Rows from a point labeling set
* begin *

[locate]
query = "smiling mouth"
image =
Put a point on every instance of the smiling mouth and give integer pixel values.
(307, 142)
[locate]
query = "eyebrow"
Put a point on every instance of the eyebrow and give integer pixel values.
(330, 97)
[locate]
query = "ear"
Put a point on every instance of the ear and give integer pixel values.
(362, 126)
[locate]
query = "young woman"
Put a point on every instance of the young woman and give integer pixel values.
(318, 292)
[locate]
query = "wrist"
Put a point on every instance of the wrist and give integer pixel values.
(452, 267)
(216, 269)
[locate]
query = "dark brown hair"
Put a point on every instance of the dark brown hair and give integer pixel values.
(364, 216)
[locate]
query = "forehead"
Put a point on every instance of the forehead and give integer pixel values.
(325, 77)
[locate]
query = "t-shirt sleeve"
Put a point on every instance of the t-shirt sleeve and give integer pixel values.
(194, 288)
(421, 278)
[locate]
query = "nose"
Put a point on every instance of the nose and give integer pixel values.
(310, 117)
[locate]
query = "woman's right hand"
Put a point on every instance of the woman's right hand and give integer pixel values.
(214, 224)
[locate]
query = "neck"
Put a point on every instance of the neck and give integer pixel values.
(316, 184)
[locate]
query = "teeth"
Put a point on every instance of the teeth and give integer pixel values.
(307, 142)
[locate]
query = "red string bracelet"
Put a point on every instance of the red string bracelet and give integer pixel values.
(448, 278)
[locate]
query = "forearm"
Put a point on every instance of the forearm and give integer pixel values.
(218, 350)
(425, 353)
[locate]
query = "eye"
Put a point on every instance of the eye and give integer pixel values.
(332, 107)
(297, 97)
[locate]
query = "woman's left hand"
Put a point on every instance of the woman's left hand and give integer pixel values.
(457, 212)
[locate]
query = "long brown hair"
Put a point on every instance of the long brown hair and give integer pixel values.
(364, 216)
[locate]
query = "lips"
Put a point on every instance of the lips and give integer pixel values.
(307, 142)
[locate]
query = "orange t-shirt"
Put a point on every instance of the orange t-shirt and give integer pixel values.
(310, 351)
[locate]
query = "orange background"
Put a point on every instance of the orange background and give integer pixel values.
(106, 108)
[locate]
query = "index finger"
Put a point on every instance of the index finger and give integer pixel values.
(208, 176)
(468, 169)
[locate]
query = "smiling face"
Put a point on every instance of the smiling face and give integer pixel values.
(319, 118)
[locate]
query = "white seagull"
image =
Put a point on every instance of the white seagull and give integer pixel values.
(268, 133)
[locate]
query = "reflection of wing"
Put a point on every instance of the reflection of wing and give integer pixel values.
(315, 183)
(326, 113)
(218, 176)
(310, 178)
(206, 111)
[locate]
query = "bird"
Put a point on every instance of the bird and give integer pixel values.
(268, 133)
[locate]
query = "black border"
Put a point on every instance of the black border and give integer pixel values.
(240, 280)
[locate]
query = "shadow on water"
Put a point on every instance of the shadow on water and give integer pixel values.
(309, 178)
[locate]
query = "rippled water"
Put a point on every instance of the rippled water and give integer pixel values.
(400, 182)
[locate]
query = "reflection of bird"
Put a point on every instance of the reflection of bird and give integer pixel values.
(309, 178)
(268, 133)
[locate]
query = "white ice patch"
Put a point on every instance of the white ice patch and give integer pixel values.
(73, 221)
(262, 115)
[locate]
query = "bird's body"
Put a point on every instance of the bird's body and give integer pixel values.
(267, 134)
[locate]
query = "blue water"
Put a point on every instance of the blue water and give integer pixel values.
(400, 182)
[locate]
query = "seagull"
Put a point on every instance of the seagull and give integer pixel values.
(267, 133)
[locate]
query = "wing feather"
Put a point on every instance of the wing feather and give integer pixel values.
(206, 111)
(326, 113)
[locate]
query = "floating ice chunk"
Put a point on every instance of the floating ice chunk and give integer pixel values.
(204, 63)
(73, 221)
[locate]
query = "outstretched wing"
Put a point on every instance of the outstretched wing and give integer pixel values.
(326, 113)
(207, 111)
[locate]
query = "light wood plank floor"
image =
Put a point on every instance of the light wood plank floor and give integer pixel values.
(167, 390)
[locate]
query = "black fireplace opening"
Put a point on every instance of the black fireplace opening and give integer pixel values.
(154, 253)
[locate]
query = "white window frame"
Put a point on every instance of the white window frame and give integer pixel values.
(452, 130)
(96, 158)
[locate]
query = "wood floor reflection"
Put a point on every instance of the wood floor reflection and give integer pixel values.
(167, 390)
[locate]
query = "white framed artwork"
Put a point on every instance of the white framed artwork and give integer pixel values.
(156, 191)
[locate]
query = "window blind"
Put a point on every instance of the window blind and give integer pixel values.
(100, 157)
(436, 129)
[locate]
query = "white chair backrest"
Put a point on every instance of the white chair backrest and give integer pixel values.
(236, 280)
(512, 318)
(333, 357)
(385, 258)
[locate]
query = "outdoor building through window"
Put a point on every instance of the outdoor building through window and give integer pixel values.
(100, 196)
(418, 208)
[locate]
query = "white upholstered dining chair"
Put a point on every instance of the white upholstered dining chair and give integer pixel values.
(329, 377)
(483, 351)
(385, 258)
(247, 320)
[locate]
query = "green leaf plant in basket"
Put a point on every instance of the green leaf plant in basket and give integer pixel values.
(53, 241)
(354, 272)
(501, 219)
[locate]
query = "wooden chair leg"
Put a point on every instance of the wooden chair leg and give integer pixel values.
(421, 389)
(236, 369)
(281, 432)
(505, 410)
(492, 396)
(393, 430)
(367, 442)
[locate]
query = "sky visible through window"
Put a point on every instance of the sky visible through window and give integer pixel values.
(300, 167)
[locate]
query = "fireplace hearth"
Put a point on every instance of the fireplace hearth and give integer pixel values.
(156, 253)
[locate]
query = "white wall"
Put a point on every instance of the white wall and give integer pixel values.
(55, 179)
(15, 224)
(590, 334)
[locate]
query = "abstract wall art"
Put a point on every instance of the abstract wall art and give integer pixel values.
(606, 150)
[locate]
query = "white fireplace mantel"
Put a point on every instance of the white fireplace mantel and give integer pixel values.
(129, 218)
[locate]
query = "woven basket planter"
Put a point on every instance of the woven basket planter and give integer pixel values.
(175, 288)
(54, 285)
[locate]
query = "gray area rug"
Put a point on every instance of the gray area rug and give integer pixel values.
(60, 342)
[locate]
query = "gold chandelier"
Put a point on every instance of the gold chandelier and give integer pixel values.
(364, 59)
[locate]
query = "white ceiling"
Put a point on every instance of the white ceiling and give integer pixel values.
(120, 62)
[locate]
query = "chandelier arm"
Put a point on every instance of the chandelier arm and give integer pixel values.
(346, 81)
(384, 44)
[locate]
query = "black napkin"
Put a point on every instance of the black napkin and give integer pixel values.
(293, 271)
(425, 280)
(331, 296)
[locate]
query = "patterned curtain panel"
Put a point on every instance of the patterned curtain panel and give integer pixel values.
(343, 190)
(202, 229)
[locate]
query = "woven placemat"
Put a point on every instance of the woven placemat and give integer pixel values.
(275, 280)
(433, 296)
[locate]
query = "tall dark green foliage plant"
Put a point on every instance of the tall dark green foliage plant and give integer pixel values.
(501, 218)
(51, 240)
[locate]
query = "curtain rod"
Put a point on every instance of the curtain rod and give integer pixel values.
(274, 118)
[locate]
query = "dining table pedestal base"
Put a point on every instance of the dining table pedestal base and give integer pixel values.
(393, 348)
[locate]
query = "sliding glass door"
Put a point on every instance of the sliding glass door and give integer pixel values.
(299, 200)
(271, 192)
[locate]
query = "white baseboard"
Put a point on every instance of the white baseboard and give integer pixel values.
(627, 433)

* end *

How many lines in the rows above contain the string "tall"? Reply with the number alone.

2